━━━ Information shown ━━━

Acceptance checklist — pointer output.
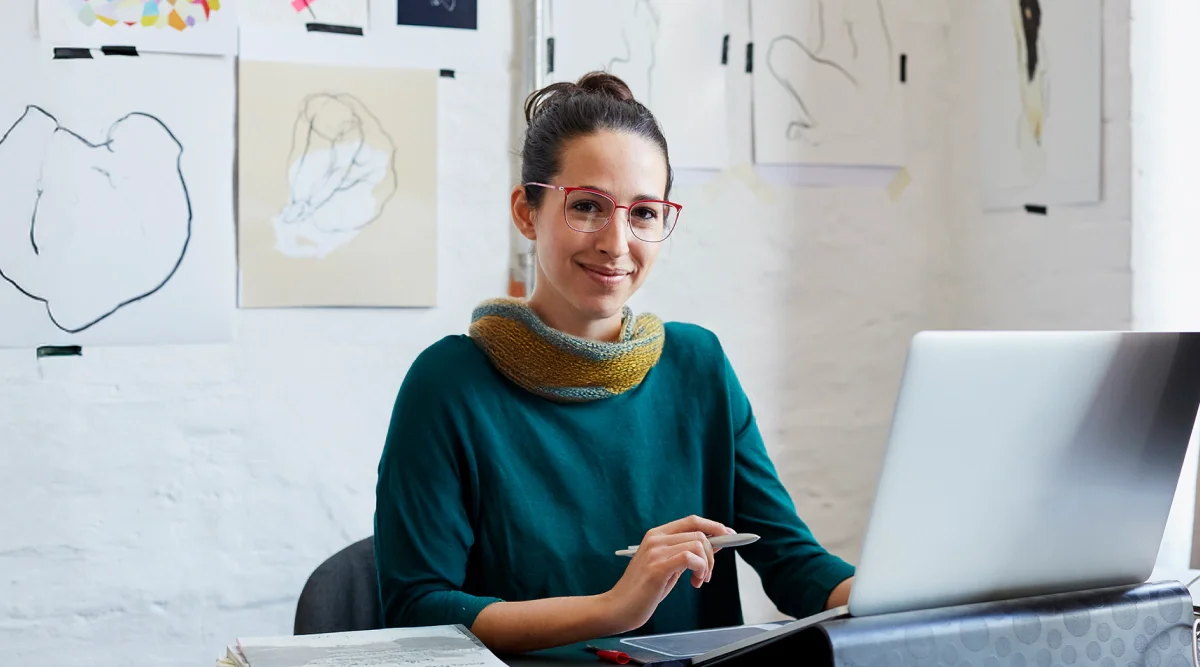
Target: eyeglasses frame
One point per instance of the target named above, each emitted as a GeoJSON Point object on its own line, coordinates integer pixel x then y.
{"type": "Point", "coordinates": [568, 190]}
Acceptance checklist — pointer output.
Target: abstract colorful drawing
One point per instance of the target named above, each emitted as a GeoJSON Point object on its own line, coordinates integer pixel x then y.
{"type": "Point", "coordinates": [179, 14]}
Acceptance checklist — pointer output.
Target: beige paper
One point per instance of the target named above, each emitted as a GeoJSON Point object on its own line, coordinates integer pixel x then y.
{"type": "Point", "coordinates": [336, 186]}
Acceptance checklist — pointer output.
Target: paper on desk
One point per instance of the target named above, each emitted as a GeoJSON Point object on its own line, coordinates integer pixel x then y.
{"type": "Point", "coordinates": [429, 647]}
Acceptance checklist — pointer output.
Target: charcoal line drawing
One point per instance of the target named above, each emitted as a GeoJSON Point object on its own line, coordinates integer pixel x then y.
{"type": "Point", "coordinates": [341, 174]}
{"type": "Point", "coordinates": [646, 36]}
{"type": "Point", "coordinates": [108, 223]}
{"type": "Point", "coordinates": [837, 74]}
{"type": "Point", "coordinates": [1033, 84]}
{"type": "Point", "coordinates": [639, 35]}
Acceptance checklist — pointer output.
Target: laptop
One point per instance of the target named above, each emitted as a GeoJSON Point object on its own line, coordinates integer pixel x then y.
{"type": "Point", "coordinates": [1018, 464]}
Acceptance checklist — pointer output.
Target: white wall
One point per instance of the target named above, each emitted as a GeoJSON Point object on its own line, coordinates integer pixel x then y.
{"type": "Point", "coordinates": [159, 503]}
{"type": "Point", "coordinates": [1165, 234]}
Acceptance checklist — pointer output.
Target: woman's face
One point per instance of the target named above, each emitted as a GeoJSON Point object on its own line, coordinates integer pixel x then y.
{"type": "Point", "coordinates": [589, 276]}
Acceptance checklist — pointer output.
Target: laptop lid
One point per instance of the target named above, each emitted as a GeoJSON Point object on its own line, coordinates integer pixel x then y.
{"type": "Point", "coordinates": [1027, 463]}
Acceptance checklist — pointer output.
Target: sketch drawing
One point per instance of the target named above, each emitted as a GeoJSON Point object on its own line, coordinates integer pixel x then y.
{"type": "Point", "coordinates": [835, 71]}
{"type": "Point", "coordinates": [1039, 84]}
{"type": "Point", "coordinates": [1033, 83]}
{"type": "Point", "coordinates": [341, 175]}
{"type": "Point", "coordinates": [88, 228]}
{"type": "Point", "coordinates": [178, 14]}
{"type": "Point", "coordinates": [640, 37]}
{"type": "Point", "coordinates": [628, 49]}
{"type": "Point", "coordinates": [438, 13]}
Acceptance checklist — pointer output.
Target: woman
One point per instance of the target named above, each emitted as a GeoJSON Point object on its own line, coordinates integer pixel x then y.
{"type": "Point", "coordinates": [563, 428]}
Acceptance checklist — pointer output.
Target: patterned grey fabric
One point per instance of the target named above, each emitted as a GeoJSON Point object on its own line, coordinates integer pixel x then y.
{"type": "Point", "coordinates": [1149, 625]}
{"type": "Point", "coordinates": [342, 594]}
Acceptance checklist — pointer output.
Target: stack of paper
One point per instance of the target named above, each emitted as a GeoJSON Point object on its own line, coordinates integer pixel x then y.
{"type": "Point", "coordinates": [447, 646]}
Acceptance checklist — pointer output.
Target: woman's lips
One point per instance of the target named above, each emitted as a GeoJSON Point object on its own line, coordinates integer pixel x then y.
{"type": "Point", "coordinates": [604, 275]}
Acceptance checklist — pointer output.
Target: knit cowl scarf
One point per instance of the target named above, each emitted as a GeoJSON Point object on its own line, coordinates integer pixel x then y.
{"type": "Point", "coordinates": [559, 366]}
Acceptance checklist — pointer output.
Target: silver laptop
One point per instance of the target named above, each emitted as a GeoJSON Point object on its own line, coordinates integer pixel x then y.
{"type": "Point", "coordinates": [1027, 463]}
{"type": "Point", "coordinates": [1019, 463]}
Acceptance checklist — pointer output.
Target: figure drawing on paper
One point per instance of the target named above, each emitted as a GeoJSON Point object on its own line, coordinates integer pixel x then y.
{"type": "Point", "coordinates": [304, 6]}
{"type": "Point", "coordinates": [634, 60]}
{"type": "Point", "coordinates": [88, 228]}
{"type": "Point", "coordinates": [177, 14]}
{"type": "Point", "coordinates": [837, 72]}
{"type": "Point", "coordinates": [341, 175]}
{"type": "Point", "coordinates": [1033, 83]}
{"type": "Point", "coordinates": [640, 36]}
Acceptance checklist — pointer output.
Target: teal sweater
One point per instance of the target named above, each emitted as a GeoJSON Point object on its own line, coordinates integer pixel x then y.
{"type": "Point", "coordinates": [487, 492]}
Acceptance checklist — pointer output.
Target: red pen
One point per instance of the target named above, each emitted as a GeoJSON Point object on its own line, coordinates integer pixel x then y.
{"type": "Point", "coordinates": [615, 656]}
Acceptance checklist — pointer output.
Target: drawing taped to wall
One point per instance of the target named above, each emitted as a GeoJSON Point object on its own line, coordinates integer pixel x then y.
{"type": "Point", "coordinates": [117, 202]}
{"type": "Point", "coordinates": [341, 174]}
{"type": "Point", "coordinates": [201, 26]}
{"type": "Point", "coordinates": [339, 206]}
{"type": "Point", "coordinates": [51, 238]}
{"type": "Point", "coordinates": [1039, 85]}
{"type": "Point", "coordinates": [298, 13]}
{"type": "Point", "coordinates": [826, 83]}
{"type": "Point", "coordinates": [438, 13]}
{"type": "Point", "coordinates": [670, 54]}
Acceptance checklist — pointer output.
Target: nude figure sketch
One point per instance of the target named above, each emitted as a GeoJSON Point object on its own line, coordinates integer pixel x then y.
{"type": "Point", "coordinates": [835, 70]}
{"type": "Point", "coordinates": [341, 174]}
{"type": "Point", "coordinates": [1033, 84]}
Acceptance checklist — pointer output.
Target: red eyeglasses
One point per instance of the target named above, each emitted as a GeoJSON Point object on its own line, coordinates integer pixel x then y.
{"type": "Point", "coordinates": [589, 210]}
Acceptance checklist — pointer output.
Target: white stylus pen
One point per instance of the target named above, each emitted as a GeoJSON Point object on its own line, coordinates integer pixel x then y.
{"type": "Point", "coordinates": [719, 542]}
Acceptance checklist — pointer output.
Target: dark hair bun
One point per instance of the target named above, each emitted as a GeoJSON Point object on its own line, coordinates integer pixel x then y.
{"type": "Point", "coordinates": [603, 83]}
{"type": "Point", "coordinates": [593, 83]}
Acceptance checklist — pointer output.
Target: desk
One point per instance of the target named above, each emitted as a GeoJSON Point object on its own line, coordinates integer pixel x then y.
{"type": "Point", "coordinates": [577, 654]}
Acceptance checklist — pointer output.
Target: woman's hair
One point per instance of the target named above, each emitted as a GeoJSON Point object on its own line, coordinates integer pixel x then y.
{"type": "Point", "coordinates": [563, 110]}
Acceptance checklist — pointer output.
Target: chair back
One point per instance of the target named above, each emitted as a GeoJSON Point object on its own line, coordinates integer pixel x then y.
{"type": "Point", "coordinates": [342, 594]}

━━━

### Exercise
Copy out every line of the material above exactly, skipping the pictures.

### Result for this exercise
Acceptance checklist — pointer output.
Target: eyeglasses frame
One point per instance of the target named above, each emitted as a GeoJSON Point object on its own line, coordinates integer pixel x then y.
{"type": "Point", "coordinates": [568, 190]}
Acceptance checklist — pointer output.
Target: abstract colorful drawing
One point per instance of the target named above, each emitted as a GeoJSON Point object on its own line, coordinates integer pixel x then y.
{"type": "Point", "coordinates": [179, 14]}
Acceptance checklist — pointer output.
Target: beige paper
One point per instance of the target named above, each emitted as a GeoJSON Point object on its own line, coordinates integer pixel x then y.
{"type": "Point", "coordinates": [336, 186]}
Acceptance checklist — pointer output.
Target: paper on desk
One point per instance of the target named above, each emitted as a GeoJSON Point object on its own line, coordinates integer pixel x then y.
{"type": "Point", "coordinates": [429, 647]}
Acceptance checklist — pointer output.
Target: charcoal line drawing
One point per instance of the target named above, each emitted as a GeoJSON Point object on its own line, coordinates integer pixel x then y.
{"type": "Point", "coordinates": [341, 174]}
{"type": "Point", "coordinates": [646, 36]}
{"type": "Point", "coordinates": [108, 223]}
{"type": "Point", "coordinates": [837, 74]}
{"type": "Point", "coordinates": [1033, 84]}
{"type": "Point", "coordinates": [639, 35]}
Acceptance checklist — pointer output.
Target: laptop
One point per instance of the target named above, each emitted as a GeoJSON Point object on its own line, coordinates integer pixel x then y.
{"type": "Point", "coordinates": [1018, 464]}
Acceptance checklist — pointer output.
Target: white wall
One point per instance of the target named above, each emitted as a GeoJSON Point object on its own line, coordinates integer pixel x then y.
{"type": "Point", "coordinates": [159, 503]}
{"type": "Point", "coordinates": [1165, 234]}
Acceptance checklist — pointer output.
Target: woman's face
One point per instance of the target named above, each emitted as a GeoJSON Point object on its own line, coordinates integer pixel x then y.
{"type": "Point", "coordinates": [589, 276]}
Acceptance checklist — pointer output.
Target: laptop lid
One point per instance of the target named above, each emitted as a GeoJSON Point object on its own line, coordinates integer pixel x then y.
{"type": "Point", "coordinates": [1027, 463]}
Acceptance checklist — pointer output.
Target: sketch drawing
One point per instance of the target named above, each emitted as a GeoJSON Point object on its own line, coordinates integer pixel x then y.
{"type": "Point", "coordinates": [835, 71]}
{"type": "Point", "coordinates": [1039, 84]}
{"type": "Point", "coordinates": [1033, 83]}
{"type": "Point", "coordinates": [341, 175]}
{"type": "Point", "coordinates": [88, 228]}
{"type": "Point", "coordinates": [178, 14]}
{"type": "Point", "coordinates": [640, 37]}
{"type": "Point", "coordinates": [628, 49]}
{"type": "Point", "coordinates": [438, 13]}
Acceptance checklist — pointer output.
Target: woman
One point per instance of the target named above, each emitted as a GeoJSON Point object on its own line, coordinates integer pixel x then y.
{"type": "Point", "coordinates": [563, 428]}
Acceptance checklist — pointer output.
Target: patterned grey fabric
One point per instance of the target named above, each emitted as a GeoJSON Point object on its own line, coordinates integer pixel x then y.
{"type": "Point", "coordinates": [1149, 625]}
{"type": "Point", "coordinates": [342, 594]}
Acceptance checklist — pointer output.
Target: stack of paper
One point per instance of the target named above, each emitted as a GeoJSON Point object on its own line, coordinates integer pixel x then y.
{"type": "Point", "coordinates": [447, 646]}
Acceptance checklist — pointer output.
Target: woman's lips
One point per instance of the target named above, each emitted as a GeoJSON Point object on its own line, coordinates integer pixel x then y.
{"type": "Point", "coordinates": [604, 275]}
Acceptance checklist — pointer output.
Target: knit cowl scarf
One point per instance of the target named above, each emitted as a GeoJSON Point object on its own line, coordinates integer pixel x then y.
{"type": "Point", "coordinates": [559, 366]}
Acceptance checklist — pointer output.
Target: silver laptop
One point per instance of the target named above, each emitted as a GeoJSON Point object on its own line, coordinates integer pixel x then y.
{"type": "Point", "coordinates": [1027, 463]}
{"type": "Point", "coordinates": [1019, 463]}
Acceptance checklist — pointer output.
Target: figure drawing on paper
One point per instance of the target named above, each emitted as a GeoJSON Point object on its own line, coordinates integer pixel x then y.
{"type": "Point", "coordinates": [304, 6]}
{"type": "Point", "coordinates": [634, 60]}
{"type": "Point", "coordinates": [88, 228]}
{"type": "Point", "coordinates": [177, 14]}
{"type": "Point", "coordinates": [837, 72]}
{"type": "Point", "coordinates": [341, 175]}
{"type": "Point", "coordinates": [1033, 83]}
{"type": "Point", "coordinates": [640, 36]}
Acceptance checklist — pointer output.
Target: teal sweater
One point per instance of the target named above, each emitted as a GeoJSON Point object on its own line, coordinates integer pixel x then y.
{"type": "Point", "coordinates": [487, 492]}
Acceptance checklist — pointer output.
Target: red pen
One point per instance of the target named above, each emitted as a GeoJSON Point object on its own line, coordinates integer pixel x then y.
{"type": "Point", "coordinates": [615, 656]}
Acceptance checklist — pointer output.
Target: drawing taped to wall
One point per instance of the target named above, each emitted as a GeoJSON Point object on its own line, coordinates integer pixel x then y.
{"type": "Point", "coordinates": [117, 202]}
{"type": "Point", "coordinates": [341, 174]}
{"type": "Point", "coordinates": [201, 26]}
{"type": "Point", "coordinates": [339, 206]}
{"type": "Point", "coordinates": [51, 238]}
{"type": "Point", "coordinates": [1039, 85]}
{"type": "Point", "coordinates": [298, 13]}
{"type": "Point", "coordinates": [826, 83]}
{"type": "Point", "coordinates": [438, 13]}
{"type": "Point", "coordinates": [670, 54]}
Acceptance checklist — pointer output.
Target: nude figure sketch
One point per instance of the target named above, each emitted as a GeoJSON Point object on its own line, coordinates integer pixel x then y.
{"type": "Point", "coordinates": [835, 70]}
{"type": "Point", "coordinates": [341, 174]}
{"type": "Point", "coordinates": [1033, 84]}
Acceptance checklist — pointer output.
Target: red eyeglasses
One point per instance of the target named above, each emitted as a GeoJSON Point object on its own line, coordinates integer pixel x then y.
{"type": "Point", "coordinates": [589, 210]}
Acceptance checklist — pointer output.
Target: white stylus pen
One point per instance of the target named above, each emitted as a GeoJSON Point object on its own line, coordinates integer pixel x then y.
{"type": "Point", "coordinates": [719, 542]}
Acceptance checklist — pointer output.
Target: dark hair bun
One point per instance of the target named above, each emitted as a GeoJSON Point object on its own line, coordinates integer pixel x then y.
{"type": "Point", "coordinates": [603, 83]}
{"type": "Point", "coordinates": [593, 83]}
Acceptance checklist — pointer output.
Target: desk
One point per instance of the target named above, each emitted as a GeoJSON Point object on its own line, coordinates integer pixel x then y.
{"type": "Point", "coordinates": [577, 654]}
Acceptance checklist — pointer output.
Target: woman's hair
One point per instance of the target named above, each emitted as a GeoJSON Point object on its own line, coordinates integer pixel x then y.
{"type": "Point", "coordinates": [563, 110]}
Acceptance checklist — pointer output.
Target: chair back
One point per instance of the target named above, each emitted as a GeoJSON Point object on its own line, coordinates integer pixel x then y.
{"type": "Point", "coordinates": [342, 594]}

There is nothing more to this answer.